Tâches demandées:
A. D'après l'extrait fourni, de quel pays Iliex Korda est-il le dictateur déchu ?
B. Modifiez le passage de l'extrait fourni qui commence aux mots « Pacific Palace, un » et s'arrête après « sous ses yeux. », en remplaçant « Elena » par « Mira ».

L’hôtel lui-même apparaît comme un personnage principal avec ses murs témoins de tout ce qu’ils ont vu, où les couloirs résonnent des pas de ceux qui les ont arpenté.

Le scénario est dense, sans temps morts, permettant une lecture agréable. Les personnages sont très réalistes et ont un goût très actuel, avec la reprise du contexte actuel ainsi que certains faits historiques. On ne peut s’empêcher de penser à ces dictateurs « amis » de le France…

Spirou entre les mains de Durieux, se dévoile amoureux, et plein d’humour au côté d’un Fantasio loufoque mais attachant.

Le dénouement est assez intéressant également et apporte une certaine réflexion et des interrogations… Mais pour les connaître, il vous faudra découvrir cet opus… 

Pacific Palace, un hôtel paisible au bord d’un lac qui l’est tout autant. Spirou regrette déjà d’y avoir fait engager à ses côtés Fantasio, viré comme un malpropre du Moustique. Car l’ex-journaliste reconverti en groom n’a vraiment pas la vocation et ne rate pas une occasion de fâcher M. Paul, leur supérieur hiérarchique. Mais trop tard pour faire machine arrière : un véritable huis clos est décrété et l’hôtel se retrouve sans clientèle et avec un personnel réduit pour accueillir discrètement Iliex Korda, dictateur déchu du Karajan, petit pays des Balkans. Dans ses bagages, d’imposants gardes du corps mais aussi Elena, fille du « Grand Guide » au regard envoûtant, dont Spirou tombe instantanément amoureux. Alors que Fantasio ne rate pas une occasion de provoquer l’entourage du tyran, Spirou essaie de comprendre l’étrange ballet politicien qui se joue presque sous ses yeux.

Données brutes:
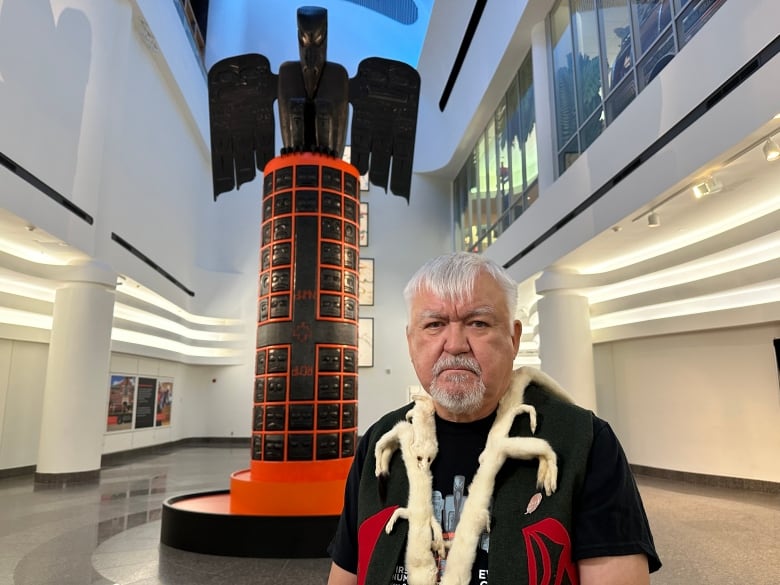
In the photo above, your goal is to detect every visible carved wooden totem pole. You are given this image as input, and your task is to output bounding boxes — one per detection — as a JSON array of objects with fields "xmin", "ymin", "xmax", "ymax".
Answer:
[{"xmin": 208, "ymin": 7, "xmax": 420, "ymax": 516}]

Réponses par tâche:
A. Du Karajan, un petit pays des Balkans.

B.
Pacific Palace, un hôtel paisible au bord d’un lac qui l’est tout autant. Spirou regrette déjà d’y avoir fait engager à ses côtés Fantasio, viré comme un malpropre du Moustique. Car l’ex-journaliste reconverti en groom n’a vraiment pas la vocation et ne rate pas une occasion de fâcher M. Paul, leur supérieur hiérarchique. Mais trop tard pour faire machine arrière : un véritable huis clos est décrété et l’hôtel se retrouve sans clientèle et avec un personnel réduit pour accueillir discrètement Iliex Korda, dictateur déchu du Karajan, petit pays des Balkans. Dans ses bagages, d’imposants gardes du corps mais aussi Mira, fille du « Grand Guide » au regard envoûtant, dont Spirou tombe instantanément amoureux. Alors que Fantasio ne rate pas une occasion de provoquer l’entourage du tyran, Spirou essaie de comprendre l’étrange ballet politicien qui se joue presque sous ses yeux.